Герой романа «Третий полицейский» ирландского писателя Флэнна О’Брайена умирает, но не замечает этого. Он пришел в запущенный дом старика Мэтерса, которого убил и закопал 3 года назад. Пришел, чтобы достать из-под половицы черный ящичек с деньгами убитого, якобы припрятанный здесь сообщником героя по имени Дивни. И вот в полутьме он цепляет ящик рукой, но тот срывается. Когда он протягивает руку в другой раз, там оказывается пусто, а в комнате раздается тихий кашель. Обернувшись, герой видит сидящего за столиком человека, страшного, забинтованного, внимательно следящего за ним и пьющего чай. Это не кто иной как убитый Мэтерс! Особенно ужасны его глаза. Они напоминают механические муляжи с крошечной дырочкой в центре, сквозь которую затаившись и с большим холодком выглядывает настоящий глаз. Да и он, возможно, очередной муляж, а настоящее скрывается за тысячами таких абсурдных масок с дырочками, проколотыми в одной плоскости.

# [ИМЕЮЩИЕСЯ ДАННЫЕ]
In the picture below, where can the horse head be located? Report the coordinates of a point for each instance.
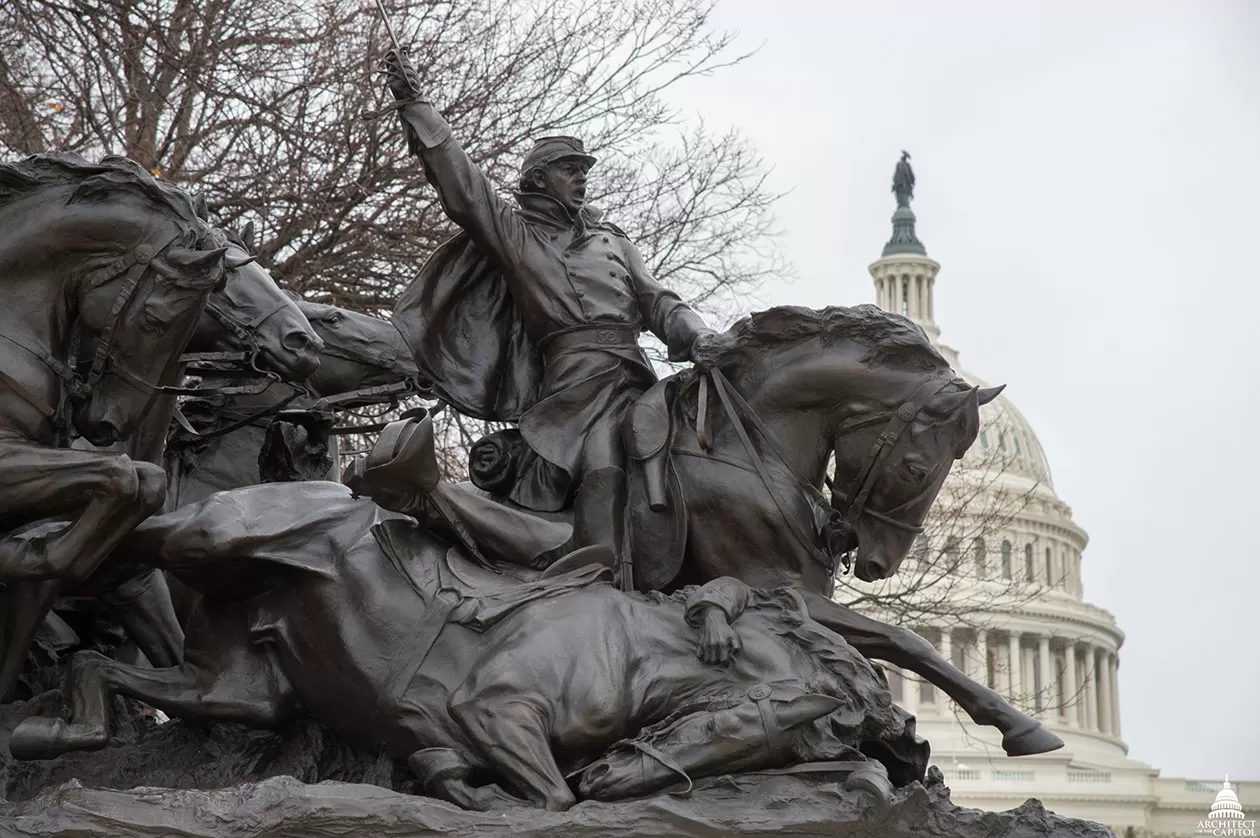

# [ЗАДАНИЯ]
1. Сколько лет назад, согласно отрывку о романе «Третий полицейский», герой убил и закопал старика Мэтерса?
2. Перечислите все имена и фамилии людей, которые встречаются в отрывке о романе «Третий полицейский».
3. Продолжите пересказ романа «Третий полицейский», начав сразу после последнего предложения отрывка.

# [ОТВЕТЫ ПО ЗАДАНИЯМ]
1. Три года назад.

2. Флэнн О’Брайен, Мэтерс, Дивни.

3.
Чтобы не сойти с ума, убийца заговаривает со своей жертвой и, между прочим, спрашивает: где черный ящик? На что старик задает ему встречный вопрос: как вас звать? И герой глубоко смущается, поскольку не помнит ни своего имени, ни кто он такой.

Отныне его ждет немало странных и непостижимых открытий, но все равно ему не придет в голову, что он – в ином мире. Он даже не замечает, что сам начинает поступать странно, по правилам этого мира. Например, вместо того, чтобы пытать о черном ящике своего сообщника, он идет справляться о нем в полицейский участок на том лишь основании, что «полицейские все знают, раз они умеют видеть цвета ветров».

Полицейских – двое: Мак-Кружкин и сержант Плак. Огромного, монструозного вида они, тем не менее, не страшны, поскольку крайне вежливы и предупредительны. Все их дело сводится к розыску украденных велосипедов или их деталей. И они весьма удивлены, что герой заявляет о пропаже часов (он решил разведать обстановку и пока не говорить о черном ящике) да еще не имеет имени. Разумеется, им все о нем известно, но они притворяются простаками, подыгрывают ему и между тем исподволь обучают его уму-разуму, открывая некоторые принципы мироздания.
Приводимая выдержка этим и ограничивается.